What the task asks. Reproduce the lines from the line with "query: the noun phrase to segment: **car" to the line with "POLYGON ((63 150, 60", putting "rearview mirror" in place of "side mirror" and leaving everything else untouched.

Records to use.

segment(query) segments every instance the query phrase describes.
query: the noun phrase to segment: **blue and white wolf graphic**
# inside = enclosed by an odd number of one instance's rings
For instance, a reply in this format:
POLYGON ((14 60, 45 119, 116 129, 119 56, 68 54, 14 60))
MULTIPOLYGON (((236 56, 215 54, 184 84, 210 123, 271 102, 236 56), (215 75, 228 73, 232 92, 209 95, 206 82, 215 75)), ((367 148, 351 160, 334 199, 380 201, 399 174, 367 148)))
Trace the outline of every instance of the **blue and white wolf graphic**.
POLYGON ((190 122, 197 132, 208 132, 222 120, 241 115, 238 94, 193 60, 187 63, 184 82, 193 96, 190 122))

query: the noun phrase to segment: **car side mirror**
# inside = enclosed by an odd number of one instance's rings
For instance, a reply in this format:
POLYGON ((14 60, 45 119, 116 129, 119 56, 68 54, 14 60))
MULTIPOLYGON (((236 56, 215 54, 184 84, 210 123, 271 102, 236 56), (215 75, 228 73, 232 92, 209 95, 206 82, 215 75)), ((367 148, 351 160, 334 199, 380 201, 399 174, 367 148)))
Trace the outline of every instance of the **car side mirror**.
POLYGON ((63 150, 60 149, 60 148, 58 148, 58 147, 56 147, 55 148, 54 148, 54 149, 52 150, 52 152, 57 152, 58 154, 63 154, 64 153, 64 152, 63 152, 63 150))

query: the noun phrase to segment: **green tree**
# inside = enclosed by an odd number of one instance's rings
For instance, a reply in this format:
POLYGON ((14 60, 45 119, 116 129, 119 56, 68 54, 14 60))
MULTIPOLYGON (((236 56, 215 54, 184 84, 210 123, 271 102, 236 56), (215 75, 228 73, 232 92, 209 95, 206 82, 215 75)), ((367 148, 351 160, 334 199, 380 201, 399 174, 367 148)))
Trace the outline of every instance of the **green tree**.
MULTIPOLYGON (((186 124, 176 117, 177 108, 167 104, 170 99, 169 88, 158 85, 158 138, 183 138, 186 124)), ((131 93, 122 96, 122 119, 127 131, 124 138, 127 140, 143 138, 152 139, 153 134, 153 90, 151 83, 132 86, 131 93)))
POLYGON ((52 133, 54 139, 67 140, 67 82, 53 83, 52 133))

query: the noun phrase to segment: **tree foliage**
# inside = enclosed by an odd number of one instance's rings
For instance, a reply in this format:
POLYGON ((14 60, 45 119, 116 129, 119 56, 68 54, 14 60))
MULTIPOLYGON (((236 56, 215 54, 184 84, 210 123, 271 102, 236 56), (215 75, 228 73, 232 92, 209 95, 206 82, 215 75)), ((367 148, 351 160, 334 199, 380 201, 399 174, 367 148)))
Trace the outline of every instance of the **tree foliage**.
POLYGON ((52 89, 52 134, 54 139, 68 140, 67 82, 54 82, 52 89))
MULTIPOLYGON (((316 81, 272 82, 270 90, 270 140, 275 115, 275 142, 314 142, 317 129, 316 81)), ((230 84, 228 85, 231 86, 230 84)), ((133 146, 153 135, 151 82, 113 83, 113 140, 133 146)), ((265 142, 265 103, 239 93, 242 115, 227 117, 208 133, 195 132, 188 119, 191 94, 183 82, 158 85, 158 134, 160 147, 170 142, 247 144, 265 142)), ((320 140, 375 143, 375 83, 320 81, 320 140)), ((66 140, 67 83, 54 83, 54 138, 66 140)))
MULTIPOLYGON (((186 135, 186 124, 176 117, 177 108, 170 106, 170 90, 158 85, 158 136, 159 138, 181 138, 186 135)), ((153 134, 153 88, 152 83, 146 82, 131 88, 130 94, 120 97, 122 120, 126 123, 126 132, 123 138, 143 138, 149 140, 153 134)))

Exercise solution.
query: the noun phrase to segment: **car rearview mirror**
# inside = enclosed by an odd number of one instance's rings
For instance, a reply in this format:
POLYGON ((14 60, 45 119, 116 129, 119 56, 68 54, 14 60))
MULTIPOLYGON (((236 56, 215 54, 184 84, 210 123, 271 102, 236 56), (215 75, 228 73, 232 92, 209 95, 206 82, 215 75)), ((367 148, 351 160, 334 199, 380 201, 399 174, 367 148)))
Trace the outline of every instance of the **car rearview mirror**.
POLYGON ((63 150, 60 149, 60 148, 58 148, 58 147, 56 147, 55 148, 54 148, 54 149, 52 150, 52 152, 57 152, 58 154, 63 154, 64 153, 64 152, 63 152, 63 150))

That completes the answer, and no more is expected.